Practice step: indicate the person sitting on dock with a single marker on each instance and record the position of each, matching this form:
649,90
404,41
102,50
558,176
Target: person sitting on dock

● ● ●

- [WHAT YOU WILL DO] Reproduce each of the rows above word for word, keeping every line and number unchanged.

- [THE OUTPUT]
Practice step: indicate the person sitting on dock with a single marker on each instance and record the position of each, matching this form:
649,90
404,41
102,50
558,176
Target: person sitting on dock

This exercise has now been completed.